[EXERCISE INSTRUCTIONS]: In the article below on the Poghos Poghosian murder case, reproduce word for word the passage from "Late on the" to "later pronounced dead.".

[EXTRACT PROVIDED]:
§ §
A witness at the time of the murder, whose testimony was thrown out, says he is willing to submit his testimony again
BY ARA KHACHATOURIAN
The murder case was officially closed in 2002. However, the brutal beating death of Javakhk resident and Armenian Revolutionary Federation member Poghos Poghosian at a popular Yerevan café on September 25, 2001 and the subsequent trial of one of then-president Robert Kocharian’s bodyguards, Aghamal Harutunyan, who received a suspended sentence for involuntary manslaughter, has not faded from memory.
Late on the evening of September 24, 2001, Poghosian and his friend Stepan Nalbandyan were at the popular Aragast Café, known as the Paplavok jazz club in Yerevan when Kocharian and his entourage of heavily-armed bodyguards entered the café accompanied by Charles Aznavour. Upon their departure, Poghosian reportedly approached the Kocharian entourage and said “What’s up Rob (Privet Rob),” (short for Robert). Minutes after this encounter, seven Kocharian bodyguards, among them Harutunyan, who is known as “Kuku,” stormed the café’s subterranean lavatory where they allegedly beat Nalbandyan and Poghosian, who was later pronounced dead.
§ §
[EXTRACTED DATA]:
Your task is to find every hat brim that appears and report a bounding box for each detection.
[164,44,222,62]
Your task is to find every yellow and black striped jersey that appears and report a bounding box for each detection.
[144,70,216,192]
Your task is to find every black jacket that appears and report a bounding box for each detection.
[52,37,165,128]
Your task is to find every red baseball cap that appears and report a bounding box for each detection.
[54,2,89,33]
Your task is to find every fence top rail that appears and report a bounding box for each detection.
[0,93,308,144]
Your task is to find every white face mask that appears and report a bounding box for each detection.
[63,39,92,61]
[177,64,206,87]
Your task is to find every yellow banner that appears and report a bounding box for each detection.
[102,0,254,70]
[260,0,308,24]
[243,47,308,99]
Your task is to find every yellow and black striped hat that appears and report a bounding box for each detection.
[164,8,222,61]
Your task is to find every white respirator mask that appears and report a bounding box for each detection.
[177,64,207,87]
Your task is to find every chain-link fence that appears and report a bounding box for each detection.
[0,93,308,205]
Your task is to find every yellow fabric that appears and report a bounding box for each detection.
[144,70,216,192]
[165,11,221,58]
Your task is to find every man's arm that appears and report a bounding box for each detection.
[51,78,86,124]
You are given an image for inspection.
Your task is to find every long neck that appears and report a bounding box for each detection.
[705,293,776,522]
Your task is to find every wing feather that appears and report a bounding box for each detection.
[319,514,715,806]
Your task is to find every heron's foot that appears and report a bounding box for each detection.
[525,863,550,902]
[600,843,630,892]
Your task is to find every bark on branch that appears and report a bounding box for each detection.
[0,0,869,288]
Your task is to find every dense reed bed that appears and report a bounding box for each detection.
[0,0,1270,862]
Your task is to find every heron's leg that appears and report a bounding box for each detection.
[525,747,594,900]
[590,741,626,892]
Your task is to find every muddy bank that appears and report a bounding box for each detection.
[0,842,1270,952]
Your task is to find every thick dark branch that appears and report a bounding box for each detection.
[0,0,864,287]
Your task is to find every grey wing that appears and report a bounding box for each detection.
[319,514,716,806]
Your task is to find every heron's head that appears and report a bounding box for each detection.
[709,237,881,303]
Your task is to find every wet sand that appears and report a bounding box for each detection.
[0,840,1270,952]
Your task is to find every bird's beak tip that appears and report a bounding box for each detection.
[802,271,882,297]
§ §
[COMPLETED EXERCISE]:
Late on the evening of September 24, 2001, Poghosian and his friend Stepan Nalbandyan were at the popular Aragast Café, known as the Paplavok jazz club in Yerevan when Kocharian and his entourage of heavily-armed bodyguards entered the café accompanied by Charles Aznavour. Upon their departure, Poghosian reportedly approached the Kocharian entourage and said “What’s up Rob (Privet Rob),” (short for Robert). Minutes after this encounter, seven Kocharian bodyguards, among them Harutunyan, who is known as “Kuku,” stormed the café’s subterranean lavatory where they allegedly beat Nalbandyan and Poghosian, who was later pronounced dead.